**Travail demandé:**
**a)** Répondez à ces questions à partir du texte sur l'égalitarisme :
(i) Selon le texte, quelle forme d'égalité les égalitaristes jugent-ils insuffisante ?
(ii) De quoi soupçonnent-ils l'« égalité des chances » d'être ?
(iii) Combien d'objections le texte se propose-t-il d'étudier pour l'instant ?
**b)** Poursuivez le texte sur l'égalitarisme à partir de sa dernière phrase.

**Texte de la page:**
________________________________________

Maintenant que nous savons à peu près ce qu’est l’égalitarisme, demandons-nous ce qu’on lui reproche. S’agit-il de ses contradictions ? Critique-t-on Rousseau pour son sexisme ? Oui, sans doute, mais son vrai crime est ailleurs. Ce qu’on reproche aux égalitaristes c’est de vouloir TROP d’égalité. Ils estiment, ces infâmes perturbateurs, que l’égalité devant la loi n’est pas suffisante. Ils se méfient de l’« égalité des chances », qu’ils soupçonnent d’être la petite couche de sucre dont on enrobe la pilule de l’ordre social. Ce que veulent ces dangereux fanatiques, c’est une réduction drastique des inégalités dans les domaines économiques, sociaux, politiques et culturels. Ce qu’ils refusent, c’est que des êtres humains en dominent d’autres grâce à leur argent, leurs diplômes, leur appartenance à une classe privilégiée, etc.
Comme on le voit, ces revendications ont l’air plutôt sympathiques. Pourtant, elles ne sont pas reprises par grand monde. Cela est assez compréhensible de la part des « élites », qui n’ont guère envie de renoncer à leurs privilèges. C’est plus étonnant de la part des classes populaires, et même des classes moyennes, qui auraient sans doute intérêt à une distribution plus égale des richesses, des savoirs et des pouvoirs. Seulement l’égalitarisme se heurte à un grand nombre d’objections, dont certaines sont très séduisantes. Pour l’instant, contentons-nous d’en étudier deux, quittes à poursuivre cette analyse dans d’éventuels futurs articles.

________________________________________

**Données disponibles:**
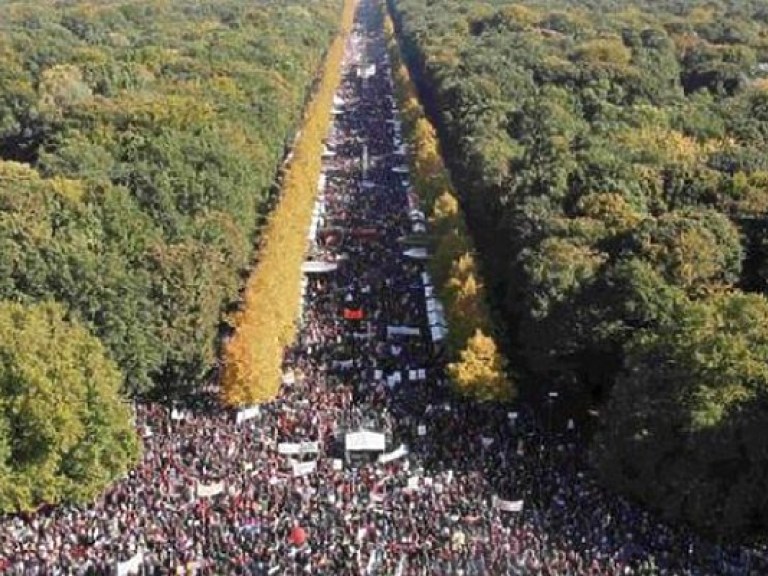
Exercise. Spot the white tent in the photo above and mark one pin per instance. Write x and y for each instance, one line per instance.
(314, 267)
(365, 441)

________________________________________

**Réponses par consigne:**
**a)**
(i) L'égalité devant la loi.
(ii) D'être la petite couche de sucre dont on enrobe la pilule de l'ordre social.
(iii) Deux.

**b)**
1er argument contre l’égalitarisme : un monde uniforme serait d’un ennui mortel
Voilà un argument qu’on entend souvent dans la bouche de ceux qui prétendent justifier les inégalités entre les hommes. On pourrait le résumer de la manière suivante :
« Ce qui rend la vie si belle et si passionnante, c’est sa diversité infinie. Tel est du moins le jugement des esprits sains, ceux qui aiment à jouir de l’existence. Car il est des malades, trop faibles sans doute pour supporter l’innocente dureté de la vie, qui voudraient purifier cette dernière de sa complexité. Ces êtres souffreteux, jaloux, obtus, ce sont les partisans de l’égalitarisme. Que pas une seule tête ne dépasse ! Tel est leur mot d’ordre. Et l’on sait bien, depuis la dictature de Robespierre, qu’il est à prendre au pied de la lettre. Le rêve de ces dangereux dépressifs ? Que tout le monde – adulte ou enfant, vieux ou jeune, homme ou femme, blanc ou noir, riche ou pauvre – porte un uniforme grisâtre et marche d’un même pas dans un monde transformé en un gigantesque kolkhoze. »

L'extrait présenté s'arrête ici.